- _STATED GOAL_
Revise each of the rows below so that "warehouse" becomes "factory", keeping every other word and character unchanged.

- _DATA SHOWN_
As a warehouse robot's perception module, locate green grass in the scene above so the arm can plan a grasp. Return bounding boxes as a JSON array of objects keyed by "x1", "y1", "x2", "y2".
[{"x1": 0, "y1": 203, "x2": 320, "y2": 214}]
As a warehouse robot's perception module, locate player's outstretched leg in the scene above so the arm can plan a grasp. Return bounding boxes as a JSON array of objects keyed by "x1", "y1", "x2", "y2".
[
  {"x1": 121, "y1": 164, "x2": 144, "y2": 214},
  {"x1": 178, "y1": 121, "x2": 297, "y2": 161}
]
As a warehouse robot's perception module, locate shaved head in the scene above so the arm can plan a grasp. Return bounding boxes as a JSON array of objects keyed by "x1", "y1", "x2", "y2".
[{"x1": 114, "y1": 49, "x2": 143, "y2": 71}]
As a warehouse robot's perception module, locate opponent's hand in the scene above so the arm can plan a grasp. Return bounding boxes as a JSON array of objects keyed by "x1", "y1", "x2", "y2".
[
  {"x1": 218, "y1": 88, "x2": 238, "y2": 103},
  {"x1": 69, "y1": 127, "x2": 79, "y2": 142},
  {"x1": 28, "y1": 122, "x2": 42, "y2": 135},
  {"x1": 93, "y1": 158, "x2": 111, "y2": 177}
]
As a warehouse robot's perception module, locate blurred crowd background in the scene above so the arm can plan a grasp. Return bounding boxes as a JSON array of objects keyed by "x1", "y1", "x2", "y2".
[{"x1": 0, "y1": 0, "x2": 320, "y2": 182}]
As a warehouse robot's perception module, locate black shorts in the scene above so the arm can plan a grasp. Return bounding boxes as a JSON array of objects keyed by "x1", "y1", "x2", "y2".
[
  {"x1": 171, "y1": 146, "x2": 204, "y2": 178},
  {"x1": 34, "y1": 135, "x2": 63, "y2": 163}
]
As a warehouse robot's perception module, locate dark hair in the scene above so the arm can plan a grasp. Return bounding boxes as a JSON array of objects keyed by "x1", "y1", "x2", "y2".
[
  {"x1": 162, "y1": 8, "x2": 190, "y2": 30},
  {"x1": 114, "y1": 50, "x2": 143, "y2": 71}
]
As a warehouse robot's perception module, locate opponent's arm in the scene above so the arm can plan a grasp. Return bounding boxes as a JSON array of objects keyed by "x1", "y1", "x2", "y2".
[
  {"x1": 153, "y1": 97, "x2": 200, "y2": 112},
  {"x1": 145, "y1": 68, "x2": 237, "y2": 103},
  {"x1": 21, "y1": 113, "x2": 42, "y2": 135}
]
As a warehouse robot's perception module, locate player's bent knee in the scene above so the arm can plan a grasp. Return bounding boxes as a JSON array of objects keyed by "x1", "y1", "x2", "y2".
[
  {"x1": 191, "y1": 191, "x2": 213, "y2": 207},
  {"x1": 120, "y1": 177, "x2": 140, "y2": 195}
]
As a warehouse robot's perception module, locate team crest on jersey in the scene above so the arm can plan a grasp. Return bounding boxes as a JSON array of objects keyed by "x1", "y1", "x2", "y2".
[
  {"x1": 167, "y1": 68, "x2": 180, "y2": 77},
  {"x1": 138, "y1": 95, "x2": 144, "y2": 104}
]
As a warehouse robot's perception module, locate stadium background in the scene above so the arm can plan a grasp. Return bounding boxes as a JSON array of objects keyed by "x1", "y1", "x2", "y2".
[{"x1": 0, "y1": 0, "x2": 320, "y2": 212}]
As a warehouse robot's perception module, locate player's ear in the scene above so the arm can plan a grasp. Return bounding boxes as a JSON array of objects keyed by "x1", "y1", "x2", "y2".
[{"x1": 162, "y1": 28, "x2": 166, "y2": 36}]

- _PROBLEM SOLUTION_
As a factory robot's perception module, locate green grass in the scene above so the arm can plan a grasp. Return bounding boxes as a JSON array of objects keyed by "x1", "y1", "x2", "y2".
[{"x1": 0, "y1": 203, "x2": 320, "y2": 214}]
As a factory robot's perception module, locate player's outstretched leg in the scene above so the arm can plan a grasp. Return bounding boxes as a JSON array of objects keyed by "x1", "y1", "x2", "y2".
[
  {"x1": 121, "y1": 164, "x2": 144, "y2": 214},
  {"x1": 178, "y1": 121, "x2": 297, "y2": 161}
]
As a factory robot's perception module, locate shaved head in the scene above so the arm can plan a grasp. Return bounding boxes as a JSON array of objects keyed by "x1", "y1", "x2", "y2".
[{"x1": 114, "y1": 49, "x2": 143, "y2": 71}]
As a factory robot's perception module, locate opponent's hand in the scene above so the arm can plan a grasp. Return bounding boxes as a JSON array of objects keyed by "x1", "y1", "x2", "y2".
[
  {"x1": 218, "y1": 88, "x2": 238, "y2": 103},
  {"x1": 69, "y1": 127, "x2": 79, "y2": 142},
  {"x1": 28, "y1": 122, "x2": 42, "y2": 135},
  {"x1": 93, "y1": 158, "x2": 111, "y2": 177}
]
As a factory robot's perception module, locate blurred crowd background in the scene above so the arm can plan a grasp. Return bounding boxes as a JSON array of objects keyed by "x1", "y1", "x2", "y2".
[{"x1": 0, "y1": 0, "x2": 320, "y2": 182}]
As a factory robot's perception module, locate black shorts in the scene above so the arm can plan a grasp. Return bounding boxes as a JSON array of objects keyed by "x1", "y1", "x2", "y2".
[
  {"x1": 171, "y1": 146, "x2": 204, "y2": 178},
  {"x1": 34, "y1": 135, "x2": 63, "y2": 163}
]
As a factory robot's perception module, locate dark hair in the scene above so the arm can plan a grasp. Return bounding boxes as a JSON array of objects keyed by "x1", "y1", "x2", "y2".
[
  {"x1": 162, "y1": 8, "x2": 190, "y2": 30},
  {"x1": 114, "y1": 50, "x2": 143, "y2": 71}
]
As a factory robot's perception module, locate opponent's arm in the scene above so the arm can plan a grasp. Return bounding boxes as a JSON array of objects keyed by "x1", "y1", "x2", "y2".
[
  {"x1": 153, "y1": 97, "x2": 200, "y2": 112},
  {"x1": 145, "y1": 68, "x2": 237, "y2": 103},
  {"x1": 21, "y1": 113, "x2": 42, "y2": 135}
]
As a factory robot's perception module, locate player's bent knee in the scene above so the arm can plan a grasp. Return bounding boxes as a JSON array of objects keyed by "x1", "y1", "x2", "y2".
[
  {"x1": 191, "y1": 191, "x2": 213, "y2": 207},
  {"x1": 120, "y1": 177, "x2": 140, "y2": 195}
]
As a factory robot's perception module, locate team crest on jersey in the scene above so the arm can plan a grasp. Return bounding boxes as a JSON array of objects keyed by "x1", "y1", "x2", "y2".
[
  {"x1": 167, "y1": 68, "x2": 180, "y2": 77},
  {"x1": 138, "y1": 95, "x2": 144, "y2": 104}
]
As a factory robot's perception module, locate stadium background in the scene above so the arm can plan a grasp. Return bounding boxes as a JSON array of objects keyed by "x1", "y1", "x2", "y2".
[{"x1": 0, "y1": 0, "x2": 320, "y2": 212}]
As a factory robot's perception module, locate player's ear in the scene above so the arm can plan a grasp. Return bounding boxes as a JSON array of objects keyed by "x1", "y1", "x2", "y2".
[{"x1": 162, "y1": 28, "x2": 166, "y2": 36}]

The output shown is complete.